--- START DATA ---

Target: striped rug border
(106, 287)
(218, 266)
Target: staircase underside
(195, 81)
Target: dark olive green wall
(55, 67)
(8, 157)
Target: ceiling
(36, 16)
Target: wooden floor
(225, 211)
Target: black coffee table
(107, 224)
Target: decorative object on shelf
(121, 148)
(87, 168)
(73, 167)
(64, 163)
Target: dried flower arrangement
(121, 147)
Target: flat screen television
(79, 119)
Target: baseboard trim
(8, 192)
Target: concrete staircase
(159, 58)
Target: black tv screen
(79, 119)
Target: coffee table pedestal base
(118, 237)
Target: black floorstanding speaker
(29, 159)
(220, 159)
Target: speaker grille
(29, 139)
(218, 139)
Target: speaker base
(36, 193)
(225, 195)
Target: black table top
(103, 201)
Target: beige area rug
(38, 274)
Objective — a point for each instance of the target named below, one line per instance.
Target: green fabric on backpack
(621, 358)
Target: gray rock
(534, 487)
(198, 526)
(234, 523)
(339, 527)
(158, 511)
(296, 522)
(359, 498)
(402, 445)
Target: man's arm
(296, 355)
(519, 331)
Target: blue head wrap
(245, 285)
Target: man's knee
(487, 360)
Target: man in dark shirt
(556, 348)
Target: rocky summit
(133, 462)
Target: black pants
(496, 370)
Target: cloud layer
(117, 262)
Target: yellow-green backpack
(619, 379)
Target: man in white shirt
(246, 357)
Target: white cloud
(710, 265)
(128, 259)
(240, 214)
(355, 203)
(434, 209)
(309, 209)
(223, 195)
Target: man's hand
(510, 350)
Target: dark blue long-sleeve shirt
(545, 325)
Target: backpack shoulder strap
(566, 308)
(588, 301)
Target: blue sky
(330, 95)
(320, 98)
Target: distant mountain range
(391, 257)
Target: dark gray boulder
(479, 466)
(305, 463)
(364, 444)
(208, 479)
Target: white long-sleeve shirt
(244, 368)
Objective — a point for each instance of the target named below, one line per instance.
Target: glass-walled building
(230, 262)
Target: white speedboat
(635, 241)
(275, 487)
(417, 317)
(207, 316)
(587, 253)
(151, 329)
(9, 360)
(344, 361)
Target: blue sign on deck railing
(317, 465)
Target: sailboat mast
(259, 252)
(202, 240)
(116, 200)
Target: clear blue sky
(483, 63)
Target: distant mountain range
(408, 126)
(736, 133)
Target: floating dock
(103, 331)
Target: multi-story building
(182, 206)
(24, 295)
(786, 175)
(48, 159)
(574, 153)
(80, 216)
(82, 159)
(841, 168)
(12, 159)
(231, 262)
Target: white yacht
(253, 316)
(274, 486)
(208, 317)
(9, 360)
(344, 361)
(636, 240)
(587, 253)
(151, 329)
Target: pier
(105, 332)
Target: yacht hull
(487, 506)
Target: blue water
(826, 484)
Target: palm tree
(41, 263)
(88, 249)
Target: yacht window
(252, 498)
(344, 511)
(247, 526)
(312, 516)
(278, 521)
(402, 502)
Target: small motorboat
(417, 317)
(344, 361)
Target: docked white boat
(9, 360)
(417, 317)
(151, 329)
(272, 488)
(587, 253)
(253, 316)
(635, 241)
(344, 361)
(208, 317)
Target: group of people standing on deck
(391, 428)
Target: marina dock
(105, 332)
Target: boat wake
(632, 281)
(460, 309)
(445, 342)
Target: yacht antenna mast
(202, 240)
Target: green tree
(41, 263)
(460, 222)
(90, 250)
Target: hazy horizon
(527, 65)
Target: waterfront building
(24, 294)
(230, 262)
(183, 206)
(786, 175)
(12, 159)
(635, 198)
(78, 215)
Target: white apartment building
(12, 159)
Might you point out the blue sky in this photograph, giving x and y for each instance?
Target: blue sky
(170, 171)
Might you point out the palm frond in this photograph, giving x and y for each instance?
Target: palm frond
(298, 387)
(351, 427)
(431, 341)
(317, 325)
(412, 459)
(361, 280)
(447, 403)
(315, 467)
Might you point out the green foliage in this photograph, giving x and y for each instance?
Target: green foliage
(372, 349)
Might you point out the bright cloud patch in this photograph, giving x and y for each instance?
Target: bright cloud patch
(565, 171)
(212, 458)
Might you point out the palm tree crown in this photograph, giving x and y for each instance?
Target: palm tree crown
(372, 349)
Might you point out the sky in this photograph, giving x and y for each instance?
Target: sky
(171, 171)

--- END DATA ---

- [YOUR OBJECTIVE]
Reproduce the data above with each "Objective" changed to "Goal" and everything else left untouched.

- [FULL ANSWER]
Target: striped rug border
(106, 287)
(218, 266)
Target: staircase underside
(195, 81)
Target: dark olive green wall
(55, 67)
(8, 157)
Target: ceiling
(36, 16)
Target: wooden floor
(225, 211)
Target: black coffee table
(107, 224)
Target: decorative object on shelf
(121, 148)
(87, 168)
(73, 167)
(64, 163)
Target: dried flower arrangement
(121, 147)
Target: flat screen television
(79, 119)
Target: baseboard trim
(8, 192)
Target: concrete staircase
(159, 58)
Target: black tv screen
(79, 119)
Target: coffee table pedestal base
(118, 237)
Target: black floorstanding speaker
(29, 159)
(220, 159)
Target: speaker grille
(29, 139)
(218, 139)
Target: speaker base
(36, 193)
(225, 195)
Target: black table top
(103, 201)
Target: beige area rug
(38, 274)
Goal — a point for each instance of the target named below, one line per instance.
Target: green fabric on backpack
(621, 358)
Target: gray rock
(534, 487)
(198, 526)
(234, 523)
(339, 527)
(158, 511)
(296, 522)
(359, 498)
(402, 445)
Target: man's arm
(296, 355)
(519, 331)
Target: blue head wrap
(245, 285)
Target: man's knee
(487, 360)
Target: man in dark shirt
(556, 348)
Target: rocky summit
(133, 462)
Target: black pants
(496, 370)
Target: cloud layer
(117, 262)
Target: yellow-green backpack
(619, 379)
Target: man in white shirt
(246, 357)
Target: white cloud
(710, 265)
(128, 259)
(240, 214)
(355, 203)
(434, 209)
(309, 209)
(223, 195)
Target: man's hand
(510, 350)
Target: dark blue long-sleeve shirt
(545, 325)
Target: backpack shoulder strap
(566, 308)
(588, 301)
Target: blue sky
(330, 95)
(320, 98)
Target: distant mountain range
(391, 257)
Target: dark gray boulder
(479, 466)
(305, 463)
(364, 444)
(208, 479)
Target: white long-sleeve shirt
(244, 368)
Goal — a point for each instance of the target named below, one line per instance.
Target: glass-walled building
(230, 262)
Target: white speedboat
(635, 241)
(275, 487)
(417, 317)
(207, 316)
(587, 253)
(151, 329)
(9, 360)
(344, 361)
Target: blue sign on deck railing
(317, 465)
Target: sailboat mast
(259, 252)
(202, 240)
(116, 200)
Target: clear blue sky
(483, 63)
Target: distant mountain range
(408, 126)
(736, 133)
Target: floating dock
(103, 331)
Target: multi-story building
(182, 206)
(24, 295)
(786, 175)
(48, 159)
(574, 153)
(80, 216)
(82, 159)
(841, 168)
(12, 159)
(231, 262)
Target: white yacht
(253, 316)
(274, 486)
(208, 317)
(9, 360)
(344, 361)
(636, 240)
(587, 253)
(151, 329)
Target: pier
(105, 332)
Target: yacht hull
(487, 506)
Target: blue water
(826, 484)
Target: palm tree
(41, 263)
(88, 249)
Target: yacht window
(252, 498)
(344, 511)
(247, 526)
(312, 516)
(278, 521)
(402, 502)
Target: small motorboat
(417, 317)
(344, 361)
Target: docked white boat
(9, 360)
(417, 317)
(151, 329)
(272, 488)
(587, 253)
(253, 316)
(635, 241)
(344, 361)
(208, 317)
Target: group of people standing on deck
(391, 428)
Target: marina dock
(105, 332)
Target: boat wake
(632, 281)
(460, 309)
(445, 342)
Target: yacht antenna mast
(202, 240)
Target: green tree
(41, 263)
(460, 222)
(90, 250)
Target: hazy horizon
(527, 65)
Target: waterfront building
(24, 294)
(230, 262)
(183, 206)
(786, 175)
(12, 159)
(635, 198)
(78, 215)
Target: white apartment building
(12, 159)
Might you point out the blue sky in this photograph, giving x and y for each instance?
Target: blue sky
(170, 171)
Might you point out the palm frond in this photograph, giving x and y for each instance?
Target: palm frond
(298, 387)
(351, 427)
(431, 341)
(317, 325)
(412, 459)
(361, 280)
(447, 403)
(315, 467)
Might you point out the green foliage in this photograph, giving x and y for each instance?
Target: green foliage
(372, 349)
Might you point out the bright cloud patch in this photograph, giving x and y for each instance?
Target: bright cloud patch
(565, 171)
(212, 458)
Might you point out the palm tree crown in this photograph, giving x and y for each instance?
Target: palm tree crown
(372, 349)
Might you point out the sky in this photograph, giving x and y for each instance?
Target: sky
(171, 171)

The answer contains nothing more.